▸ Passage shown
++++++++++++++++++++

Sunday, November 22, 2009

The Editing Is Over

I bought iHome Portable Speakers at the Carlsbad, CA Apple Store.
The first time I took them out mi amigo Max asked if I "was holding the future".
Fifty buxx.

I'm telling you: this pair of speakers are magnetic.
The size of two limes, they stay together but also bounce out.
For better depth.

A simple press-and-twist maneuver pops a spring,
releasing the top to create space for bass.
And they bump.

Like I said, the bottoms click and clasp for compact storage or
hand-held portability, plus long-lasting lithium ion batteries
which charge through a USB to the computer.

So here's the point: my iPod plus these speakers equals
me being a super-mobile potential-dance-party at-all-times.
This excites no one else?

Plus I think I can use it in class, so kids can learn
a new language through music, and or video if appropriate.
Use it to trick them into comprehension.

Fools. Oops oh no. I'm nice. Right. So,
here I am in Mexico, high on a balcony for the first time.
Took more than five days to find it, though

it was above my head the whole time but I was too timid
to even wander up those mysterious stairs behind the communal kitchen
just to see.

I like it here. I have fast internet access and a hammock,
except for now I choose plastic table and chair.
Still slouching.

Shouldn't I be writing in Spanish?
That would take too long.
How else will I learn?

I only know the present tense.
Is that in no way profound? I speak like a child,
except with less vocabulary.

But I'm learning, even starting to dream en español.

++++++++++++++++++++

▸ Dataset excerpts
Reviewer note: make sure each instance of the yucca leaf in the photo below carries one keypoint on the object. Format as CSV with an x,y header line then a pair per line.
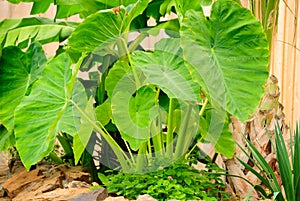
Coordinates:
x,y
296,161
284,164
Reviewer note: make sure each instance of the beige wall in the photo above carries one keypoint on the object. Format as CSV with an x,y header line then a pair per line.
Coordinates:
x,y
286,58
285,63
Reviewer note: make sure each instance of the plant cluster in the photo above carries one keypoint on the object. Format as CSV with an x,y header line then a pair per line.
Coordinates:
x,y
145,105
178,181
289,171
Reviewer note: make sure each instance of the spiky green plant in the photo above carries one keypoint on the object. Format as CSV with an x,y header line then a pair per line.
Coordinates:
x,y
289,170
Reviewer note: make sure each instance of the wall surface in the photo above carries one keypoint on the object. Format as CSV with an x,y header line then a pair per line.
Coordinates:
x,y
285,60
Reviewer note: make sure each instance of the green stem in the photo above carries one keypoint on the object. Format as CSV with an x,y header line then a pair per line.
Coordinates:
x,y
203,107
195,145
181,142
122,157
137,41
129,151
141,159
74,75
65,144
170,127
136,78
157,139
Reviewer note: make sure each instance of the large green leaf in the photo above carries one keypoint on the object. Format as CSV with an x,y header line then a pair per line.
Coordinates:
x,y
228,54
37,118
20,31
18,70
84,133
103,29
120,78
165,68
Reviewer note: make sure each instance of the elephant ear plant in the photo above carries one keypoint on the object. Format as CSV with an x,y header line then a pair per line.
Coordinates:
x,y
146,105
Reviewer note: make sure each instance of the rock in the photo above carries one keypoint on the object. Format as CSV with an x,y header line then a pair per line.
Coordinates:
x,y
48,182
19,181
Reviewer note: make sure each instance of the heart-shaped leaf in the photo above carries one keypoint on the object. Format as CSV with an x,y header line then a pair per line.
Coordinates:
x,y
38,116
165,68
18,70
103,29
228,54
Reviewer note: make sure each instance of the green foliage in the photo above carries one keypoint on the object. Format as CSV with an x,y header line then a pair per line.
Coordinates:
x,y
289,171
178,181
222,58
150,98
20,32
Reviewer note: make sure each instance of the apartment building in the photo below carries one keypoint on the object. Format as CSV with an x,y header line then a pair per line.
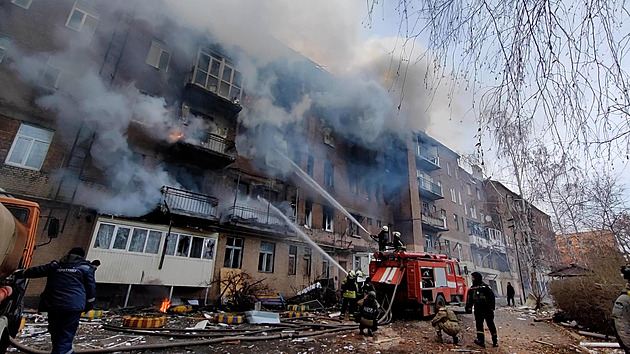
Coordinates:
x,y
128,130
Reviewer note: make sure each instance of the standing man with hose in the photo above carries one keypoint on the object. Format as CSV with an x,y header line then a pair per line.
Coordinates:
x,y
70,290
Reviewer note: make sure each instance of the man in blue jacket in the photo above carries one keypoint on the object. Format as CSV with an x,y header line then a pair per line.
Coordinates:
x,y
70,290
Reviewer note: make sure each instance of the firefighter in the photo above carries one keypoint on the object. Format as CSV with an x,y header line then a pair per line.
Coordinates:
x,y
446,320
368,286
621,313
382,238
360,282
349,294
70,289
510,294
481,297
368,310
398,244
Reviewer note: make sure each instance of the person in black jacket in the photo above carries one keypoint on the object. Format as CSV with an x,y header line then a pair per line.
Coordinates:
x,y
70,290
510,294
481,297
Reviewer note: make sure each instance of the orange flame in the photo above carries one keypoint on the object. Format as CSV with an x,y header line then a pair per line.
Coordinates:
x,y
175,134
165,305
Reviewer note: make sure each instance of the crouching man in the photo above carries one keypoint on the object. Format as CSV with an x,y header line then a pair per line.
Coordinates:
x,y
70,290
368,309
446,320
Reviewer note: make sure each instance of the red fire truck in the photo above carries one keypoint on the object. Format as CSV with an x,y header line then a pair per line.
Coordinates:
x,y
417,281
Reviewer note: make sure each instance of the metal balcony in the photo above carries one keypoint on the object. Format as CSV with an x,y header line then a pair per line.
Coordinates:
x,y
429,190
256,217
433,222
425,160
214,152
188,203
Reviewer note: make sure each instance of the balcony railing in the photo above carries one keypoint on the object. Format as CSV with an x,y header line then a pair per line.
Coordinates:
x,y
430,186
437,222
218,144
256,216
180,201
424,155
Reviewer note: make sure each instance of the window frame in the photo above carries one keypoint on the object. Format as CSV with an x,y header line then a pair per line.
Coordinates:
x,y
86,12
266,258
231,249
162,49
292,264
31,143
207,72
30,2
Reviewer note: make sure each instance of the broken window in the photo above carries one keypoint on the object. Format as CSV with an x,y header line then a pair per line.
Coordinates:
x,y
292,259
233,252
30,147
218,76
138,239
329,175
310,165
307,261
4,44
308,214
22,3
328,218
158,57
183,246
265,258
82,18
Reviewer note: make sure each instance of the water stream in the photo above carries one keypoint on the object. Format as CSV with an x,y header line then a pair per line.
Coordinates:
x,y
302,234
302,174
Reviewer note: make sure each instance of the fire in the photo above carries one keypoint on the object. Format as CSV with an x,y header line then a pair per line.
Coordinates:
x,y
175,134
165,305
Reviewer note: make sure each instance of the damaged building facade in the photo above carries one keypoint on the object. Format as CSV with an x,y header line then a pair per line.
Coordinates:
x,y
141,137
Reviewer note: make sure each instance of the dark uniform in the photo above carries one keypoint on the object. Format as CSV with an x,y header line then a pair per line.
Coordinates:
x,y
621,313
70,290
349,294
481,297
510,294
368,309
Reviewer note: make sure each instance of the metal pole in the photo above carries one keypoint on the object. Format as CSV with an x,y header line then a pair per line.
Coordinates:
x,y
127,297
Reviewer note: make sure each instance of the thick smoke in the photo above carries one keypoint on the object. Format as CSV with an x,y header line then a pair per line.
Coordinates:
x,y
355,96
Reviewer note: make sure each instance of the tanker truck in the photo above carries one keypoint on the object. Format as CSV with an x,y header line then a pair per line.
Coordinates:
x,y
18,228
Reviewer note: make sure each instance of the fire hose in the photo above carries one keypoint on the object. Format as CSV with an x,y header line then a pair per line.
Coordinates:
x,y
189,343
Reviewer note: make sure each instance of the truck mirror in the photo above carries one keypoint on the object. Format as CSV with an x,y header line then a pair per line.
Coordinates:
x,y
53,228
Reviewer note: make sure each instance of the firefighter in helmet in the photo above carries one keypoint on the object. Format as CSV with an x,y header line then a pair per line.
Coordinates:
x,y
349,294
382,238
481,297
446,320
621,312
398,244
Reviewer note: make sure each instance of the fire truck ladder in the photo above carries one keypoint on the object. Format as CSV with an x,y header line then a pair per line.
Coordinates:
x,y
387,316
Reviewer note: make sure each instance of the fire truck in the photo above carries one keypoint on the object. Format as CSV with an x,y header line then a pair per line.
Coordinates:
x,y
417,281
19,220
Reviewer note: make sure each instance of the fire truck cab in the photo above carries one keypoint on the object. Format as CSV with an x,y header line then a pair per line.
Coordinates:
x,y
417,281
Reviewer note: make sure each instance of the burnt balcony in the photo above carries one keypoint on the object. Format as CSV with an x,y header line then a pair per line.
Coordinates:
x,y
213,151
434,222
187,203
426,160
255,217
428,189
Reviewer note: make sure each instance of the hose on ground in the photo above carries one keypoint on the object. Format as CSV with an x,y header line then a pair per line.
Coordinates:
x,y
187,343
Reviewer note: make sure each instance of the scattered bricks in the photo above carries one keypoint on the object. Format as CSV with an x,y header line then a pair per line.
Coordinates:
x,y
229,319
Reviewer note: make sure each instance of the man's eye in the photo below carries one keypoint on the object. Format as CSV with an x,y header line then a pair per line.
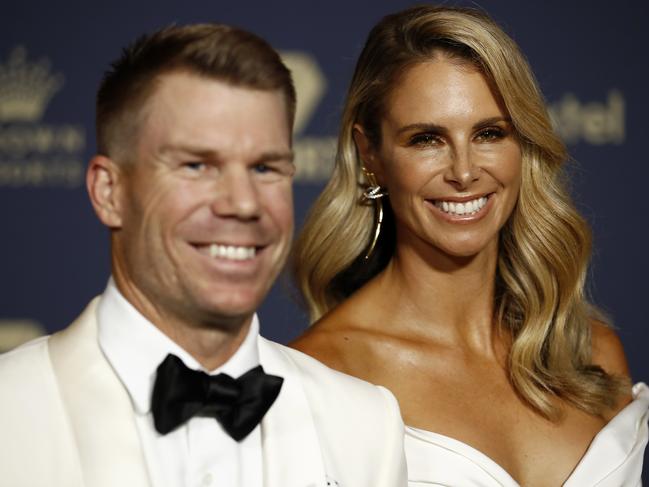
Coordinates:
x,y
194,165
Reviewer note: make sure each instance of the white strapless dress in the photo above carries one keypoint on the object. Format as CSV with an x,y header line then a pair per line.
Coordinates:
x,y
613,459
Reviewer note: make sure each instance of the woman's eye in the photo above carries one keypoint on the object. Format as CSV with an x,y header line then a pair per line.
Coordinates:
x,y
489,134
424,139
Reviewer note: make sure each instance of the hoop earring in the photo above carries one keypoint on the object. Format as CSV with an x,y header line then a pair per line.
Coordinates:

++++++++++++++++++++

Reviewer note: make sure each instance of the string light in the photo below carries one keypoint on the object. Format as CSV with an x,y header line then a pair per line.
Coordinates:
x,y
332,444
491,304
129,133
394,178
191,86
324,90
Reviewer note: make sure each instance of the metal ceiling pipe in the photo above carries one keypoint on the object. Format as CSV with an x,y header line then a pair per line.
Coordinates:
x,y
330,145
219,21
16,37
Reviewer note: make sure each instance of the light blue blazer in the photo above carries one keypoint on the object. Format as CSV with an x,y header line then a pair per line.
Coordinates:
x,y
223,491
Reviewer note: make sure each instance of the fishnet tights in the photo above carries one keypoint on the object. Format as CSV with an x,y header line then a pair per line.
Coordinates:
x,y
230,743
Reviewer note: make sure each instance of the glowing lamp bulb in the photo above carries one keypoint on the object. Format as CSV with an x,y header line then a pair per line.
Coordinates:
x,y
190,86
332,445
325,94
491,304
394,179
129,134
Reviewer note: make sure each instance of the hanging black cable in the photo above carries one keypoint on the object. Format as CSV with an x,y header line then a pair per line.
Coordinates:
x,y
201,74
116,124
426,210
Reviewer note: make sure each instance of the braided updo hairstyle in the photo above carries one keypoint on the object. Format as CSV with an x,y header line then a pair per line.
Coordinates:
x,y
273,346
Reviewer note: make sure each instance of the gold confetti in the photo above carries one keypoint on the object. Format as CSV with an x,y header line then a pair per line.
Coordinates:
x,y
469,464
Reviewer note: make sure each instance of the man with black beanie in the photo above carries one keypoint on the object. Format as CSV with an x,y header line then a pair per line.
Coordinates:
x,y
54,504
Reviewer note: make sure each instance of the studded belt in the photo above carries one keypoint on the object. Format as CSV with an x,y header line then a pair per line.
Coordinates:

++++++++++++++++++++

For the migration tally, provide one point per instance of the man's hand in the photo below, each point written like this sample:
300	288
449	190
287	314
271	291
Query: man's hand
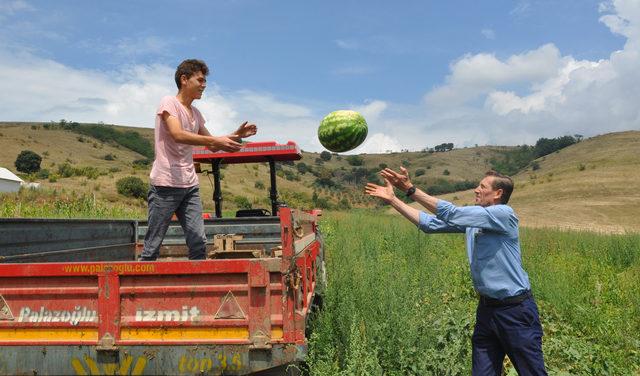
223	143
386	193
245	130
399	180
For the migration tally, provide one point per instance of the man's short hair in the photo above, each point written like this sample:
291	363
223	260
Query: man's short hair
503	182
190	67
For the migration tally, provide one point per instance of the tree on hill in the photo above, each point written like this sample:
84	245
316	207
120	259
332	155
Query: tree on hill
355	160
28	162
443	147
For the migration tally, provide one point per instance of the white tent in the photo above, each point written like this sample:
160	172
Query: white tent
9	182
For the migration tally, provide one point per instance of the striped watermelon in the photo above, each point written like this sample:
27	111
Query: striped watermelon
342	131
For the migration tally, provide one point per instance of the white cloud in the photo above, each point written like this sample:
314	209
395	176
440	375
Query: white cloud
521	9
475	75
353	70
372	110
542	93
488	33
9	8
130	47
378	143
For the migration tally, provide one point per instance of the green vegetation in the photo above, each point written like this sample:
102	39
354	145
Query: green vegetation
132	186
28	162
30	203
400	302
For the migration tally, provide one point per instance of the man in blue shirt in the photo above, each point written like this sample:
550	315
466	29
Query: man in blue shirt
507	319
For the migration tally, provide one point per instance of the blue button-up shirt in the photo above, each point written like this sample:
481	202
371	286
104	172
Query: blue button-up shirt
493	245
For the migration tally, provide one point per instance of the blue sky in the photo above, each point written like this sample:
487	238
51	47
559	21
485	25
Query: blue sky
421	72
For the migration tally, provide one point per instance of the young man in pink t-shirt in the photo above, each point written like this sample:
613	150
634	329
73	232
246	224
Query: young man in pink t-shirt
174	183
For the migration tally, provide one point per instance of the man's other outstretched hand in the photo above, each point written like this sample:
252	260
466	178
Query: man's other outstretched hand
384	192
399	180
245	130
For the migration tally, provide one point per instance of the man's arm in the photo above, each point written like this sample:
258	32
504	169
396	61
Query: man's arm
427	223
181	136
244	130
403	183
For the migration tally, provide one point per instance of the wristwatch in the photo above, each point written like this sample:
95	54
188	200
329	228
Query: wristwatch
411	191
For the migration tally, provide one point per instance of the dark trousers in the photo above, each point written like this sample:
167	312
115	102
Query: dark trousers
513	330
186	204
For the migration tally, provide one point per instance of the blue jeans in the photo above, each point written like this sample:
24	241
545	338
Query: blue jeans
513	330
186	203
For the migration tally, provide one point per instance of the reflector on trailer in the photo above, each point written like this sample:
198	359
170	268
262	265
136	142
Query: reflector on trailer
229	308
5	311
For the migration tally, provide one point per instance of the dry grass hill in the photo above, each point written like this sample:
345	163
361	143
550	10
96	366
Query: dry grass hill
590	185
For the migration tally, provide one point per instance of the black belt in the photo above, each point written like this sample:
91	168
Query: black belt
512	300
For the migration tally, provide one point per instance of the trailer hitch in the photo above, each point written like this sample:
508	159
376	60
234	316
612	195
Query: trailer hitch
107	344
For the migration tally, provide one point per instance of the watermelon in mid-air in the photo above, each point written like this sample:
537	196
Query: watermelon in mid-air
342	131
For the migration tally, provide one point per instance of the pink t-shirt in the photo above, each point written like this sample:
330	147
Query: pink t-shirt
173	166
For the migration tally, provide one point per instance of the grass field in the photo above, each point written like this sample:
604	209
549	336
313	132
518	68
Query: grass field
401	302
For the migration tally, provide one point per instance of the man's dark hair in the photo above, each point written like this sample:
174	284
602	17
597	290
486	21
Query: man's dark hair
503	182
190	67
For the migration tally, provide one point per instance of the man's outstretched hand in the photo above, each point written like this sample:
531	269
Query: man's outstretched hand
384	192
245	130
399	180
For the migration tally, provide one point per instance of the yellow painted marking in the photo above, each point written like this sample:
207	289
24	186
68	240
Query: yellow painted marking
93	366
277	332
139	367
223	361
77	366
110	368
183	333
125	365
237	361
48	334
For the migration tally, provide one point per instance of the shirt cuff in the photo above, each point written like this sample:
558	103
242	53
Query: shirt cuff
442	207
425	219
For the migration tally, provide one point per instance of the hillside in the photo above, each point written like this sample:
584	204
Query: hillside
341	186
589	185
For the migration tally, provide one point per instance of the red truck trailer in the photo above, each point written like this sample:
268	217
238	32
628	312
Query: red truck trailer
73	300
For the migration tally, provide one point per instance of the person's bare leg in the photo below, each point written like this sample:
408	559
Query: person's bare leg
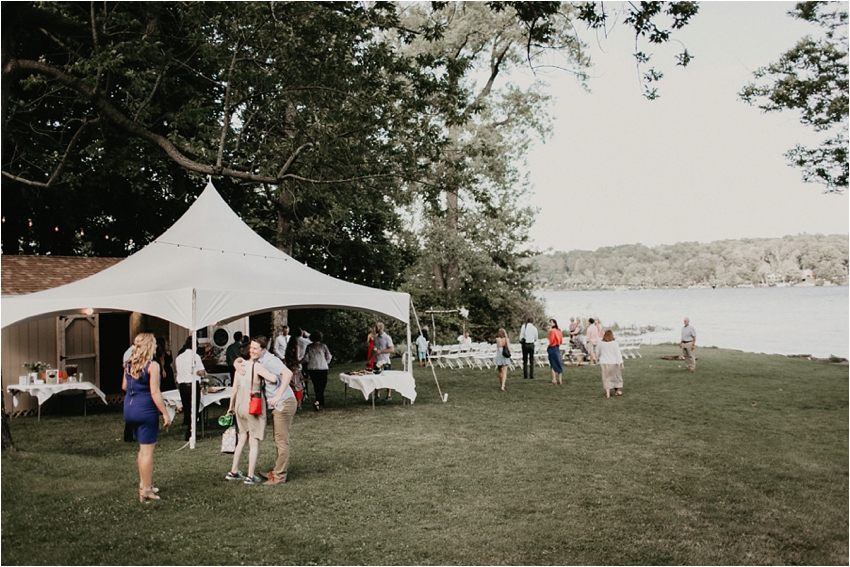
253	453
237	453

++++++++++++++++++++

▸ Work instructions
a. Decide whether each statement agrees with the blog post titled "The Editing Is Over," answering yes or no and quoting the words that settle it: (i) the speakers were bought at an Apple Store in Carlsbad, CA; (ii) the writer found the balcony on the first day; (iii) the writer knows several tenses in Spanish.
b. Carry on with the blog post titled "The Editing Is Over" from its final line, keeping its loose, line-broken style.

▸ The responses
a.
(i) Yes: "I bought iHome Portable Speakers at the Carlsbad, CA Apple Store."
(ii) No: "Took more than five days to find it"
(iii) No: "I only know the present tense."

b.
I have my little phrases, becoming more and more rehearsed.
Te amo. Lo siento. Perdonáme por favor. Muchas gracias.

Who else just learned about Ho'oponopono?
I did. I like it. Hawaiian-style healing. Look:
http://hooponoponoinsights.wordpress.com

Cool, well, great. Hope everyone out there is feeling fine tonight...
Boy I tell ya what, that Brett Favre sure is sorta talented, isn't he?
I suppose I always knew, but now I know that I never knew until now.

My one wonder, is why we resigned Childress so quickly.
He has not done anything yet. We've had half of one good season.
Now the guy who was about to get sacked is worth what, 5 more years? Really?

Anyway, we won. We're 9-1 for the first time since 1998
(knock on wood with your fingers crossed) and are only getting better.
AP's mere presence disrupts the entire defense. And Percy Harvin, woo.

The Seahawks had negative rushing yards at the half today, an ended up with 4 total.
We controlled the ball for 42:11 of the game and did not turn the ball over.
That's the recipe for victory if I've ever seen it.

Okay I'm done for now. Not a good sign if even I'm getting bored.
Think iHome will pay me for writing nice things about their product?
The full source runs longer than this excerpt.